The Nine Lives of Benjamin Netanyahu

The Nine Lives of Benjamin Netanyahu

The political attacks on Prime Minister Benjamin Netanyahu over the past month seem to now be taking their toll, as polls published Wednesday show the joint Likud-Beytenu list sliding to some 33 Knesset seats.

From the start of its campaign, Likud-Beytenu has placed Netanyahu front and center in its campaign, arguing that only Netanyahu is able to deal with the serious security and diplomatic challenges that Israel faces.

So it is no surprise that Netanyahu’s foes have focused their attacks on him. Throughout the campaign, the ad hominem hits on Netanyahu have been coming thick and fast, and their pace and ferocity are escalating the closer we get to elections.

1. First, popular Likud minister Moshe Kahlon announced he was quitting, ostensibly to “take a time out” from politics, but really because he figured Netanyahu was not going to promote him to finance minister in the next government. Kahlon lashed out at Netanyahu, saying he was disappointed with the prime minister’s economic plans.
2. Next, at the end of December, the Bibitours case cropped up again, which accused Netanyahu of irregularities in non –government financed trips abroad.

§ **WHAT IS ASKED**:
1) From the article on Netanyahu's campaign, extract the passage between "From the start" and "get to elections.", inclusive.
2) For the article on Netanyahu's campaign, decide whether each statement agrees with it. Answer yes or no and quote the deciding words. (a) Polls published Wednesday show the Likud-Beytenu list sliding to some 33 Knesset seats. (b) Moshe Kahlon said he was disappointed with the prime minister's security plans. (c) The attacks on Netanyahu are slowing as the elections approach.
3) According to the article on Netanyahu's campaign, what post did Moshe Kahlon figure Netanyahu would not promote him to?

§ **ENTRIES**:
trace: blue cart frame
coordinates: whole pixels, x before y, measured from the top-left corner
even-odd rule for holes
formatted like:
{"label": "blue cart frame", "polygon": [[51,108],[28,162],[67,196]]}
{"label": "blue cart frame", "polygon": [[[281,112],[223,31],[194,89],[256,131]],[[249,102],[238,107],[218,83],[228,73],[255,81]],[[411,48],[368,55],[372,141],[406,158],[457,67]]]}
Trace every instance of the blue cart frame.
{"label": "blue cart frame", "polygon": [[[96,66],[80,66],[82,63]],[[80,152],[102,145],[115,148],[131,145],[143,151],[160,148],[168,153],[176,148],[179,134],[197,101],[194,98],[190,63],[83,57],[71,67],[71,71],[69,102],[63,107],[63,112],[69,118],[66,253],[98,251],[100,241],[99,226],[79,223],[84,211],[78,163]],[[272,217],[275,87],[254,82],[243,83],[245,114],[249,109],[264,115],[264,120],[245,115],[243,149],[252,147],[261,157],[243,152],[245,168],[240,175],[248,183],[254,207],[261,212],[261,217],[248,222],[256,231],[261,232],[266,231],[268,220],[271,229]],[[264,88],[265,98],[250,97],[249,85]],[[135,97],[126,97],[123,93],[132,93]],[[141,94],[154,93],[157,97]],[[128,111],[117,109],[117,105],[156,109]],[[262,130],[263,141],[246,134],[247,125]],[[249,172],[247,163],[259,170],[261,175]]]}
==
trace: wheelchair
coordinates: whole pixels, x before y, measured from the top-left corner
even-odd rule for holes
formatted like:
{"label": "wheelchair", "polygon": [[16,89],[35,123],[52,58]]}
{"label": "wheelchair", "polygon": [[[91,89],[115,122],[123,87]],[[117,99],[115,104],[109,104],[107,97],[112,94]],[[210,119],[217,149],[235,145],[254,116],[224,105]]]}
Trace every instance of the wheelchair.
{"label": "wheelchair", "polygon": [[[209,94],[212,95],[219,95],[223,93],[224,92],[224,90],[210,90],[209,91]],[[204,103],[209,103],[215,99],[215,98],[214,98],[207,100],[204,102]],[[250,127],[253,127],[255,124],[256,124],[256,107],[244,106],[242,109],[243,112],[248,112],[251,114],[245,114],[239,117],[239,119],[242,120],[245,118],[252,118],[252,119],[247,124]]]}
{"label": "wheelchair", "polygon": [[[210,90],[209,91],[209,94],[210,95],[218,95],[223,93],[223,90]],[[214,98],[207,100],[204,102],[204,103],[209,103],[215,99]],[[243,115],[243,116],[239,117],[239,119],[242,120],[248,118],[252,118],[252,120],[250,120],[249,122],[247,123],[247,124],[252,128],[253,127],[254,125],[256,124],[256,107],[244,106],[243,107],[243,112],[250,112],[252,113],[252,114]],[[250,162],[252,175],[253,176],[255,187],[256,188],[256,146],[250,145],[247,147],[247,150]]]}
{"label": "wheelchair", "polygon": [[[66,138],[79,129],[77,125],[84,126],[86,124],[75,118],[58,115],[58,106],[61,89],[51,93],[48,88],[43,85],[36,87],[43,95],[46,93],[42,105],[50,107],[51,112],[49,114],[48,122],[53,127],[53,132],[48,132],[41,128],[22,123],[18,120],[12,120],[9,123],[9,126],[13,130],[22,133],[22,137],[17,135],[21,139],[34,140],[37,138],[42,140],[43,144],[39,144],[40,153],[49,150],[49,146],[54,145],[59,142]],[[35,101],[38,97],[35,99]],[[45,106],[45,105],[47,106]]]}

§ **THE RESULTS**:
1)
From the start of its campaign, Likud-Beytenu has placed Netanyahu front and center in its campaign, arguing that only Netanyahu is able to deal with the serious security and diplomatic challenges that Israel faces.

So it is no surprise that Netanyahu’s foes have focused their attacks on him. Throughout the campaign, the ad hominem hits on Netanyahu have been coming thick and fast, and their pace and ferocity are escalating the closer we get to elections.

2)
(a) Yes: "polls published Wednesday show the joint Likud-Beytenu list sliding to some 33 Knesset seats"
(b) No: "he was disappointed with the prime minister’s economic plans"
(c) No: "their pace and ferocity are escalating the closer we get to elections"

3) Finance minister in the next government.